→ **What to produce**: Copy everything from the line containing "A single point marks each instance of the front" down to the last of the lines, swapping in "single dot" wherever "single point" appears and keeping everything else the same.
·····
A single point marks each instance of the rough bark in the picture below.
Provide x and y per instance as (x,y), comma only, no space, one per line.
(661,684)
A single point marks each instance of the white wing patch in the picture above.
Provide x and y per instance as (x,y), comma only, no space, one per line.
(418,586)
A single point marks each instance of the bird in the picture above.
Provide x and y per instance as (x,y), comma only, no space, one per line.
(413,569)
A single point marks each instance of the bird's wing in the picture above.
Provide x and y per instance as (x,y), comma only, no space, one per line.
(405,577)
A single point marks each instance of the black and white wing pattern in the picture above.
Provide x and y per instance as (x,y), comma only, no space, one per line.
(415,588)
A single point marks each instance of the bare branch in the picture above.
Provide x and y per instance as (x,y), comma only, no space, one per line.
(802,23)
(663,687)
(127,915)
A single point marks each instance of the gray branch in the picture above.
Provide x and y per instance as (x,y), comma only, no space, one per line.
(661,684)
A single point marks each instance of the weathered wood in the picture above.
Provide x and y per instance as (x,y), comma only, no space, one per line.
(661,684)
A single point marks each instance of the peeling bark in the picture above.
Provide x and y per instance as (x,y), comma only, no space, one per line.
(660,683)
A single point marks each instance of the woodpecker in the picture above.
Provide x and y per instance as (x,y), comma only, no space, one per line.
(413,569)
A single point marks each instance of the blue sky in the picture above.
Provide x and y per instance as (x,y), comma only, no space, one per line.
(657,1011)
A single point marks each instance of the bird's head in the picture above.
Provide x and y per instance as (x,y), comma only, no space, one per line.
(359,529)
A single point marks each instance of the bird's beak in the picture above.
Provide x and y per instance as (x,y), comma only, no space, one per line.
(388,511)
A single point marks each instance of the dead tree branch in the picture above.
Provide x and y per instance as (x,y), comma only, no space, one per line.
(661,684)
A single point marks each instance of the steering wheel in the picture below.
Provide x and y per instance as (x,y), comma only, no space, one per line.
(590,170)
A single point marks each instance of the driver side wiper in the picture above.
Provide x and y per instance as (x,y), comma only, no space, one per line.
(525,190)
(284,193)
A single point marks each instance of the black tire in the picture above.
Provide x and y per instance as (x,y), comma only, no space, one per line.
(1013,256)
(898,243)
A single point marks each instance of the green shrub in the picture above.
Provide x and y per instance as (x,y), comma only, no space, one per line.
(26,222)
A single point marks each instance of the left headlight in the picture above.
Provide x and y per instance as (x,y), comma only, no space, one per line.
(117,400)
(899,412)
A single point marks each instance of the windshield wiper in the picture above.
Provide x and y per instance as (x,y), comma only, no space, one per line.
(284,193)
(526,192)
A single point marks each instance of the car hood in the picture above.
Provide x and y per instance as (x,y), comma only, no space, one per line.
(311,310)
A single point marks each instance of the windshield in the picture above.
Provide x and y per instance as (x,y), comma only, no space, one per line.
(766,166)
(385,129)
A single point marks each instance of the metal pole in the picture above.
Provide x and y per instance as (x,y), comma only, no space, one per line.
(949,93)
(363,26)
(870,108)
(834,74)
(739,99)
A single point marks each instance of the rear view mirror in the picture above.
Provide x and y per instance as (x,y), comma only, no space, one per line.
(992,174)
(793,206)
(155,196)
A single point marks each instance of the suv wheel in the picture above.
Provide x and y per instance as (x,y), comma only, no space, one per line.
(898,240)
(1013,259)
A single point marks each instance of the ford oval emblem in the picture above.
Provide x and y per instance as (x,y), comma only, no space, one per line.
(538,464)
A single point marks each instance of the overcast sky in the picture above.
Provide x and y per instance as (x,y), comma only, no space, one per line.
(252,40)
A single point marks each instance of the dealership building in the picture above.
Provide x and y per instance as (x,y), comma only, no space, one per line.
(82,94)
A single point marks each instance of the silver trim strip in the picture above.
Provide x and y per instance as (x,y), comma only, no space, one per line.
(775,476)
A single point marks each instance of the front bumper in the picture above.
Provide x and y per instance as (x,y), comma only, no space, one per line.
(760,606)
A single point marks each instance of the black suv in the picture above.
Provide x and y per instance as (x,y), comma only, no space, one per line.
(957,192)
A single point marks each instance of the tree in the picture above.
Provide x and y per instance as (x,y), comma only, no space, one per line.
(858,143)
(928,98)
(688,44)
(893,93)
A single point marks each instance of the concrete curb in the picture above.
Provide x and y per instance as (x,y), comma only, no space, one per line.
·····
→ **The reply**:
A single dot marks each instance of the front bumper in the picture above.
Provide x and y per instance as (x,y), comma only, no space, one per line.
(760,606)
A single dot marks each instance of the black suv in the picture above.
Provide x and y per instance as (x,y), comma only, no space, one per line.
(957,192)
A single dot marks each instance of the tree in the picture above.
Provide x and y per instance as (x,y), comma only, no space, one per line.
(858,143)
(928,98)
(688,44)
(893,93)
A single dot marks each instance of the concrete curb in the picture above.
Provide x and y per instance as (x,y), comma only, no space, one per line.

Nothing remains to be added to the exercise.